- Task prompt
Turn the rows below into a JSON list of strings with one string per line, skipping blank lines and leaving out the pictures.

- Supplied records
---------------

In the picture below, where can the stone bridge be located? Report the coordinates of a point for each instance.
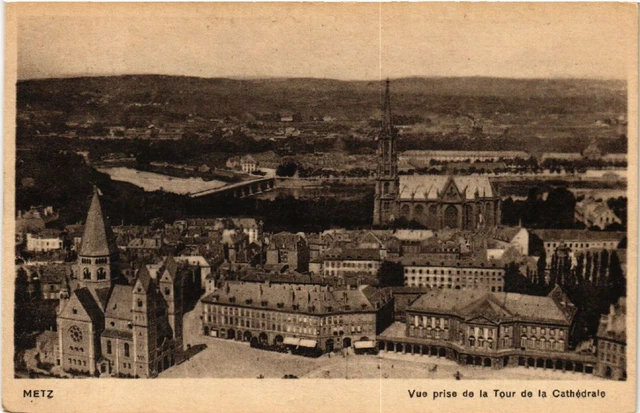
(239, 189)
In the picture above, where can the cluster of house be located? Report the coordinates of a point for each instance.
(107, 324)
(595, 214)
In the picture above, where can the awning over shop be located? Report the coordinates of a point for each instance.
(292, 341)
(364, 344)
(308, 343)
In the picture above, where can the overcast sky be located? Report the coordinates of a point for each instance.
(343, 41)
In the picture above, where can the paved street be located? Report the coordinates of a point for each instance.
(231, 359)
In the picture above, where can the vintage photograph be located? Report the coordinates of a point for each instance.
(323, 191)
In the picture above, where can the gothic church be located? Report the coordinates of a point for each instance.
(109, 328)
(435, 201)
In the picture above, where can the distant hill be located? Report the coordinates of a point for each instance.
(107, 97)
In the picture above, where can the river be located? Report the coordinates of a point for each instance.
(150, 181)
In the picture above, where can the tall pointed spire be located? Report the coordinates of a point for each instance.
(97, 239)
(387, 125)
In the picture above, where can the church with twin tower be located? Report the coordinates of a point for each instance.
(109, 327)
(434, 201)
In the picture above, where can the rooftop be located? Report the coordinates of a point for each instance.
(495, 306)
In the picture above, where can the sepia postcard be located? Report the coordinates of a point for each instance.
(317, 207)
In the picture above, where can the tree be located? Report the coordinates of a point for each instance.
(617, 282)
(391, 274)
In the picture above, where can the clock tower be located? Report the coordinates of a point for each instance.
(98, 253)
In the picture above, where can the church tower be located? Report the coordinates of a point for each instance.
(98, 255)
(387, 171)
(171, 283)
(145, 324)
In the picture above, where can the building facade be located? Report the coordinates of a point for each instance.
(493, 330)
(107, 327)
(455, 274)
(340, 262)
(276, 315)
(434, 201)
(612, 343)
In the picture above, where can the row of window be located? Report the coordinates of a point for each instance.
(78, 362)
(449, 286)
(449, 279)
(611, 347)
(102, 274)
(274, 326)
(341, 264)
(541, 344)
(529, 330)
(449, 272)
(612, 358)
(110, 348)
(284, 317)
(603, 244)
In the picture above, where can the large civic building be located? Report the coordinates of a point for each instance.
(475, 327)
(435, 201)
(268, 314)
(114, 329)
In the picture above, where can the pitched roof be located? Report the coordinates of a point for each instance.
(171, 267)
(276, 297)
(425, 187)
(499, 306)
(120, 302)
(101, 295)
(98, 240)
(144, 278)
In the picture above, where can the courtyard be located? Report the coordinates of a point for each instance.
(220, 358)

---------------

- Right answer
[
  "In the picture below, where can the stone bridge be located? Report the coordinates of a point for each instance.",
  "(239, 189)",
  "In the picture above, where can the cluster of house be located? Report the coordinates of a point for each instance.",
  "(107, 324)",
  "(595, 214)",
  "In the picture above, where can the awning over shop be located? Report the coordinates of a point for each instance.",
  "(292, 341)",
  "(364, 344)",
  "(308, 343)",
  "In the picture above, where can the overcast sky be located? Report the coordinates of a point for each instance.",
  "(343, 41)",
  "In the picture above, where can the paved street be located? Report the coordinates of a point for each instance.",
  "(231, 359)",
  "In the picture above, where can the vintage photograph be located? Report the coordinates of a point for each instance.",
  "(323, 191)",
  "In the picture above, where can the gothic church be located? Report the coordinates of a point for each instance.",
  "(109, 328)",
  "(435, 201)",
  "In the picture above, where can the distant hill be located? Report the coordinates of a point for each instance.",
  "(107, 97)",
  "In the picture above, where can the river be located? Report the coordinates of a point for each instance.",
  "(150, 181)",
  "In the picture above, where can the tall pointed spire be located? Report the coordinates of a point for each instance.",
  "(97, 239)",
  "(387, 125)",
  "In the picture above, where can the church with twin tower be located? Report the coordinates of a point for each instance.",
  "(109, 327)",
  "(434, 201)",
  "In the picture above, where can the rooftop be located? Report the coordinates of a point for each instance.",
  "(495, 306)",
  "In the picture above, where can the sepia postcard be located? Report the coordinates of a point for each instance.",
  "(317, 207)",
  "In the picture above, where can the tree be located? Report the coordinates of a point for each instance.",
  "(617, 282)",
  "(391, 274)",
  "In the picture above, where can the clock tower be located? Report the coordinates of a point for each instance.",
  "(98, 253)",
  "In the picture above, where can the church tower be located? Report the coordinates of a point for each instance.",
  "(98, 255)",
  "(387, 171)",
  "(171, 283)",
  "(145, 324)",
  "In the picture above, where can the building facade be located? Report the coordinates of a point for each instance.",
  "(493, 330)",
  "(107, 327)",
  "(455, 274)",
  "(340, 262)",
  "(276, 315)",
  "(434, 201)",
  "(612, 343)",
  "In the picture above, where can the row of window be located? Report the coordinates of a point for each instance.",
  "(78, 362)",
  "(449, 286)",
  "(449, 279)",
  "(611, 347)",
  "(102, 274)",
  "(274, 326)",
  "(341, 264)",
  "(541, 344)",
  "(529, 330)",
  "(449, 272)",
  "(612, 358)",
  "(110, 348)",
  "(284, 317)",
  "(603, 244)",
  "In the picture above, where can the large civic building be located? Report the coordinates of a point for each instance.",
  "(475, 327)",
  "(435, 201)",
  "(268, 314)",
  "(114, 329)",
  "In the picture above, where can the pitched roof be located? Report the coordinates of a point for each instance.",
  "(171, 267)",
  "(276, 297)",
  "(425, 187)",
  "(499, 306)",
  "(120, 302)",
  "(101, 295)",
  "(98, 240)",
  "(144, 278)",
  "In the picture above, where can the courtyard be located? Report the coordinates of a point for each instance.",
  "(220, 358)"
]